**Deine Aufgabe:** Zitiere aus dem Text über Ulrich Schachts Werdegang den Abschnitt, der bei den Worten mit „Anfangs in Brandenburg-Görden“ beginnt und nach „Chefreporter Kulturpolitik auf.“ endet.

**Text zum Lesen:**
::::::

Schachts Geburt selbst geschah im Frauengefängnis Hoheneck im sächsischen Stollberg: seine Mutter war im August 1950 schwanger verhaftet und nach monatelanger Odyssee durch die Gefängnisse der DDR von einem Militär-Tribunal zu zehn Jahren Arbeitslager wegen „Verleitung zum Landeshochverrat“ verurteilt worden. Sie hatte dem Vater ihres Kindes gesagt, man könne ja in den Westen gehen, wenn man in der DDR nicht heiraten dürfe. Ein Freundespaar, das davon erfuhr, war auch ein Denunziantenpaar. Anfangs hatte die Mutter den Vater selbst im Verdacht des Verrats.
Der wenige Wochen alte Ulrich wurde dann zu seiner Schwester und seiner Großmutter nach Wismar geschafft, dem „Quellort meines ästhetischen Weltverhältnisses“. Der Tod Stalins brachte 1954 eine Amnestie, so dass die Familie mütterlicherseits wieder vereint war. Von „prägender Harmonie mit drei starken Frauen“ spricht Schacht, der – angeregt durch seine Großmutter – mit 13 einen ersten Text geschrieben hatte. Durch die Erfahrung politischer Verfolgung seiner Eltern sei er „zu einem besonders Wissenden“ geworden, ja früh ein Oppositioneller im SED-Staat gewesen. Nach einer Bäckerlehre und einem Pflegepraktikum in psychiatrischen Anstalten der evangelischen Kirche studierte er 1969 – 1972 Religionspädagogik in Schwerin, später evangelische Theologie in Rostock und Erfurt, arbeitete am Schweriner Staatstheater und schrieb.
Schon seit 1970 beobachtete ihn die Stasi und widmete ihm den Operativen Vorgang „Vereinigung“: nach einer Demonstration in Prag am Grab von Jan Palach wurde er erstmals kurzzeitig inhaftiert. Pallach war ein tschechoslowakischer Student, der sich aus Protest gegen die Niederschlagung des Prager Frühlings und gegen das Diktat der Sowjetunion selbst verbrannte und nach seinem Tod vielfach geehrt wurde. Bereits 1973 machte die DDR Schacht wegen „staatsfeindlicher Hetze“ in Form von Gedichten, Geschichten und Essays den Prozess und verurteilte ihn zu sieben Jahren Haft.
Anfangs in Brandenburg-Görden untergebracht, wurde er 1976 in die Stasi-Haftanstalt Karl-Marx-Stadt (Chemnitz) verlegt und am 17. November als „Freikaufsfall“ in die Bundesrepublik entlassen, wo er sofort der SPD bei– und 1992 wieder austrat. Schacht ließ sich in Hamburg nieder, studierte dort Politikwissenschaften und Philosophie und konnte 1979 auch seine Mutter in der Hansestadt begrüßen. Seit der Verleihung des Andreas-Gryphius-Förderpreises 1981 wurde er regelmäßig mit Preisen und Stipendien geehrt. 1984 begann er als Feuilleton-Redakteur der Welt bzw. der Welt am Sonntag und stieg bis 1998 zum Leitenden Redakteur und Chefreporter Kulturpolitik auf.

::::::

**Bereitgestelltes Material:**

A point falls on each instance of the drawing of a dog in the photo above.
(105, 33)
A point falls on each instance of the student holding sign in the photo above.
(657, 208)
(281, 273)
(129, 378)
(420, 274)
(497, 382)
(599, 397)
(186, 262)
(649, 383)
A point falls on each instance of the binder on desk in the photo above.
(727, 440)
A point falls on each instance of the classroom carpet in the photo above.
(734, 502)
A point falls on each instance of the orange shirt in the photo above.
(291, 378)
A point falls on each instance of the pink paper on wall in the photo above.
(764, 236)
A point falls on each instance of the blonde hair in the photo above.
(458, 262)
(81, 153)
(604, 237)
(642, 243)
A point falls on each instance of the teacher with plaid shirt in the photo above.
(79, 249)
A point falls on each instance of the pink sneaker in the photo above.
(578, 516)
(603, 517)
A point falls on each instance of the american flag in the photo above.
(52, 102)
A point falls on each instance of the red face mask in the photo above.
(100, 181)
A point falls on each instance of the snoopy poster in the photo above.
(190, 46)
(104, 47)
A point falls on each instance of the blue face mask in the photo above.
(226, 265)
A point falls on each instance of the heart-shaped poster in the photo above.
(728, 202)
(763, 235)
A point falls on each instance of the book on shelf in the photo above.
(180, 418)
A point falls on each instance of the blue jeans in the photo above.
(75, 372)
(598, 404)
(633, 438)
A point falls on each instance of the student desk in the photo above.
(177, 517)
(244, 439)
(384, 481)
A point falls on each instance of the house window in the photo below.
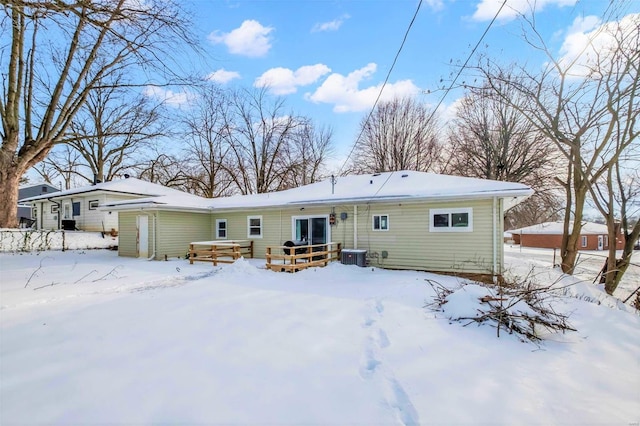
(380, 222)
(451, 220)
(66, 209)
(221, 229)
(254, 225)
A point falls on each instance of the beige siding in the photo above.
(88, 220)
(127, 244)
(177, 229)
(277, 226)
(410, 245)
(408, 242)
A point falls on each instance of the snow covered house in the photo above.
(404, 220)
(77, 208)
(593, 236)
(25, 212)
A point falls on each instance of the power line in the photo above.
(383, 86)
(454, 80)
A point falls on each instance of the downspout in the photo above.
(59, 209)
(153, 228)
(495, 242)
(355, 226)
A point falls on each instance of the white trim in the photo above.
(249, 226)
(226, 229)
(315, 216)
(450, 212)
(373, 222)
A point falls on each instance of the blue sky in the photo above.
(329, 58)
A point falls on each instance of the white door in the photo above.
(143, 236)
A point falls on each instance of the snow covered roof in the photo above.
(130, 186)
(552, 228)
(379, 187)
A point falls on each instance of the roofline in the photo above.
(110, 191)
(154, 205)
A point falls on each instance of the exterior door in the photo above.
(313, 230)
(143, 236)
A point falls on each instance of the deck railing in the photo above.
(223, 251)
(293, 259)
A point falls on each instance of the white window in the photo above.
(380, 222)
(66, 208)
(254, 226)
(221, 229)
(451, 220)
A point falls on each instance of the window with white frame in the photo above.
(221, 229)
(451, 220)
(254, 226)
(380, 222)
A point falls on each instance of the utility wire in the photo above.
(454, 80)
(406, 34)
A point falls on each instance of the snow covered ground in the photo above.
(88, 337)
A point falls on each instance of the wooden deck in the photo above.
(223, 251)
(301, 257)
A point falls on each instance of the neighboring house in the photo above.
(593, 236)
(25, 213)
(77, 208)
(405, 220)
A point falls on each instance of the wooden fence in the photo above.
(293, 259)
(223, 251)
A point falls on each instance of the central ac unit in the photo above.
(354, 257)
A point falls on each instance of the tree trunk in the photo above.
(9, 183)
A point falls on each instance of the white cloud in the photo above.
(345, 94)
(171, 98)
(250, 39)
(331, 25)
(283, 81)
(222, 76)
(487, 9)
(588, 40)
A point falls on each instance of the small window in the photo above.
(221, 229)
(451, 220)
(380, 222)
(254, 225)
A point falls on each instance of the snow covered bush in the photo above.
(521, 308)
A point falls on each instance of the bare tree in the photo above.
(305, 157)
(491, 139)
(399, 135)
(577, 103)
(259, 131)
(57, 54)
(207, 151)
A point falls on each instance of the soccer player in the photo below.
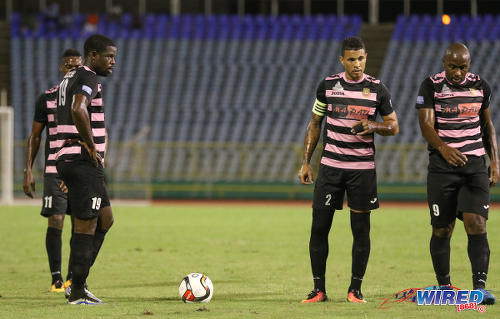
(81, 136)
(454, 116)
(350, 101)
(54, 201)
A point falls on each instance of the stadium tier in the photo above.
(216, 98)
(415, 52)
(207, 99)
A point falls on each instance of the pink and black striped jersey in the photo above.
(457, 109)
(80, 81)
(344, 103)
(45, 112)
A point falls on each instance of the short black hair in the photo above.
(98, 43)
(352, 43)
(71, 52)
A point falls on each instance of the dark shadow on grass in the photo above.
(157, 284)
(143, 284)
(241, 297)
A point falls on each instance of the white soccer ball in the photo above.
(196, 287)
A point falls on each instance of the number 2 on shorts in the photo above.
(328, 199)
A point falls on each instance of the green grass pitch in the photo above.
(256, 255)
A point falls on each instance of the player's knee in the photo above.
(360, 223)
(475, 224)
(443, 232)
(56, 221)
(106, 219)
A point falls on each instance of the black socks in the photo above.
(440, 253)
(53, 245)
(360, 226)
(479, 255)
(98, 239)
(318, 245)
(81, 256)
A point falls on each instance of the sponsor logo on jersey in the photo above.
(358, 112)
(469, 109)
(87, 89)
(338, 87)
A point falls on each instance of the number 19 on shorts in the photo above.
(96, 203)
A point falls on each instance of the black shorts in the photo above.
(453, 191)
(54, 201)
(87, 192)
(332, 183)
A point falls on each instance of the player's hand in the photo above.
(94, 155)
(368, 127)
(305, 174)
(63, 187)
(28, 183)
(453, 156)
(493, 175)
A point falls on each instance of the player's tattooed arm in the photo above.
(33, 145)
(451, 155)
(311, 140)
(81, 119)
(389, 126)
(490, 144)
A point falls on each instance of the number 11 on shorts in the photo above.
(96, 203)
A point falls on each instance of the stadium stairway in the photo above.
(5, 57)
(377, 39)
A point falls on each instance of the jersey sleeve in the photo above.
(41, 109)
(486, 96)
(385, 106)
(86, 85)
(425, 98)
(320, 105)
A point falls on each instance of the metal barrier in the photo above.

::::::

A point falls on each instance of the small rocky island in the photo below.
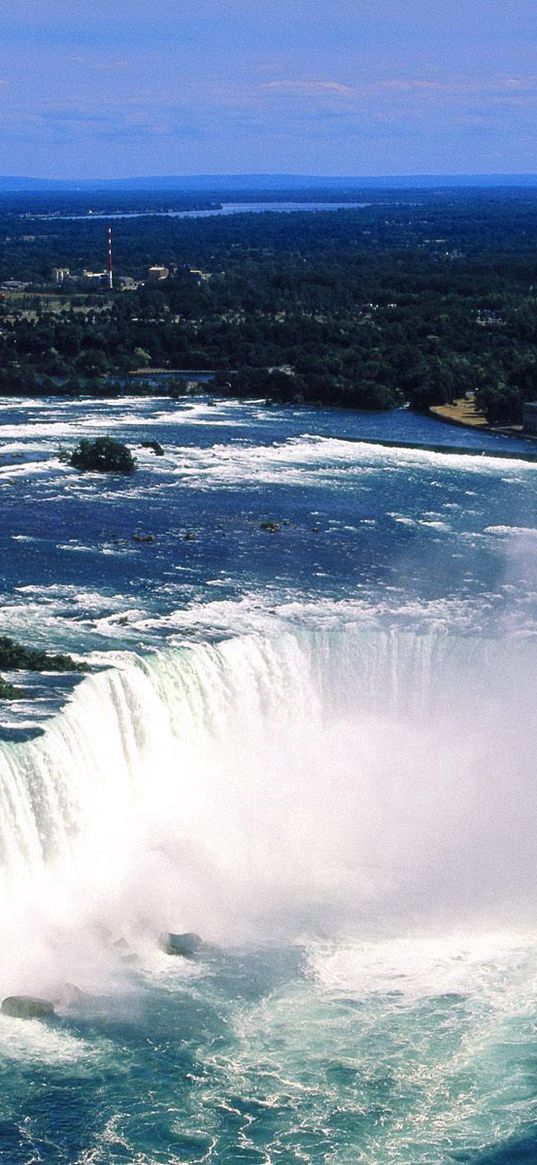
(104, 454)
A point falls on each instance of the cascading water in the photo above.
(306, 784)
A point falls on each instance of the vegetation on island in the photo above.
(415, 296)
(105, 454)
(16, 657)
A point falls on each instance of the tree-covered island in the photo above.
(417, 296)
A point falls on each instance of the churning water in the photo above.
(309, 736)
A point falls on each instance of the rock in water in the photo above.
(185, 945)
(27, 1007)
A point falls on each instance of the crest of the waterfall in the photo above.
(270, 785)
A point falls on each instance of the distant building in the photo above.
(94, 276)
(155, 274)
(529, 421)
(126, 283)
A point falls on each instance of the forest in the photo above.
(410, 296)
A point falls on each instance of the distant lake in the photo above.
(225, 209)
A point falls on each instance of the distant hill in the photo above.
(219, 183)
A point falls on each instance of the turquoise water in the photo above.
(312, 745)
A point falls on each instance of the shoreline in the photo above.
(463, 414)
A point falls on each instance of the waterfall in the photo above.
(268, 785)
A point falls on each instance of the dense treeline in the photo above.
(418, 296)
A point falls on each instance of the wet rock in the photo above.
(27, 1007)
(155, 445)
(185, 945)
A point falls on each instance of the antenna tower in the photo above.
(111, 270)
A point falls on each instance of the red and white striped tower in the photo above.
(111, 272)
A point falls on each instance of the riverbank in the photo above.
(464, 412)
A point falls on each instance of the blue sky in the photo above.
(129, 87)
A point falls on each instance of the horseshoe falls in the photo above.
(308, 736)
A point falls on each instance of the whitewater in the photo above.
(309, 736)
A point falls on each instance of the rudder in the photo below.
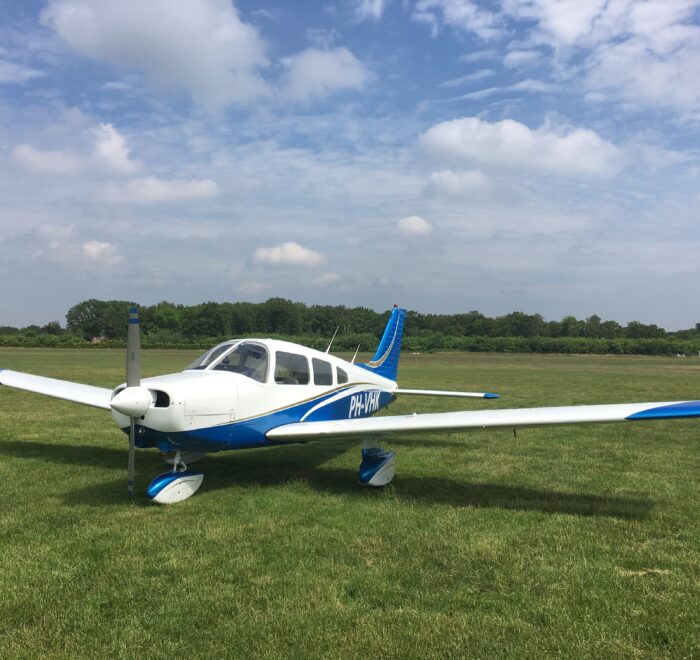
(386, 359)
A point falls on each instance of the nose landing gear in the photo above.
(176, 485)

::::::

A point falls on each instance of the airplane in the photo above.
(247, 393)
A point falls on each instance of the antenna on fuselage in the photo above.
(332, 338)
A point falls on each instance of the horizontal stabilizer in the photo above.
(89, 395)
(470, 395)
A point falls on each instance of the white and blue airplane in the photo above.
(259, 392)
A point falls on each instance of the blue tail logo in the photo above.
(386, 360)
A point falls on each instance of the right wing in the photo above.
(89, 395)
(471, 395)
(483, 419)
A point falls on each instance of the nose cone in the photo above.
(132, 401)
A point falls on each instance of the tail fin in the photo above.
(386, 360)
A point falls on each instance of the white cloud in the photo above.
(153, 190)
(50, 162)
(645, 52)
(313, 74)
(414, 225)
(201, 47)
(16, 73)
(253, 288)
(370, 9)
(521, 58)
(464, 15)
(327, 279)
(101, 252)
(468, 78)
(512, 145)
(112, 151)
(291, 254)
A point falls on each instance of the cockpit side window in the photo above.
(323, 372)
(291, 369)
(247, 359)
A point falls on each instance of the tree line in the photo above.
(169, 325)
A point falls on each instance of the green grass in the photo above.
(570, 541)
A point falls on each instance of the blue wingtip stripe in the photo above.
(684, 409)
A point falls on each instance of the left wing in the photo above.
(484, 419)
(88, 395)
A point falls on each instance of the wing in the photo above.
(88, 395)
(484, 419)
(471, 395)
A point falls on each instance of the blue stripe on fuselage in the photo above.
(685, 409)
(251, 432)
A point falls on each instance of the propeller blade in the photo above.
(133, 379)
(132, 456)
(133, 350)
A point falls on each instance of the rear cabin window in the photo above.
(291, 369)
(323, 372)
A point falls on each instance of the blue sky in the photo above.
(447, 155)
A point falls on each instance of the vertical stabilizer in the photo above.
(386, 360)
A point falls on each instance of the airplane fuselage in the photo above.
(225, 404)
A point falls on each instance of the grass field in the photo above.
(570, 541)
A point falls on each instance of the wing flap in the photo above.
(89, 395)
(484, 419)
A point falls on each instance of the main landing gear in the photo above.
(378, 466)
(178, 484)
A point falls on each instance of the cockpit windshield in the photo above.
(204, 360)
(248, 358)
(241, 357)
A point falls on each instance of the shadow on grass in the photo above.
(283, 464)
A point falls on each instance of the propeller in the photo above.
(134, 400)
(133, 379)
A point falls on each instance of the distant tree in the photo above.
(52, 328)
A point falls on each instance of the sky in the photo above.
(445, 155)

::::::

**Vollständige Antwort:**
Anfangs in Brandenburg-Görden untergebracht, wurde er 1976 in die Stasi-Haftanstalt Karl-Marx-Stadt (Chemnitz) verlegt und am 17. November als „Freikaufsfall“ in die Bundesrepublik entlassen, wo er sofort der SPD bei– und 1992 wieder austrat. Schacht ließ sich in Hamburg nieder, studierte dort Politikwissenschaften und Philosophie und konnte 1979 auch seine Mutter in der Hansestadt begrüßen. Seit der Verleihung des Andreas-Gryphius-Förderpreises 1981 wurde er regelmäßig mit Preisen und Stipendien geehrt. 1984 begann er als Feuilleton-Redakteur der Welt bzw. der Welt am Sonntag und stieg bis 1998 zum Leitenden Redakteur und Chefreporter Kulturpolitik auf.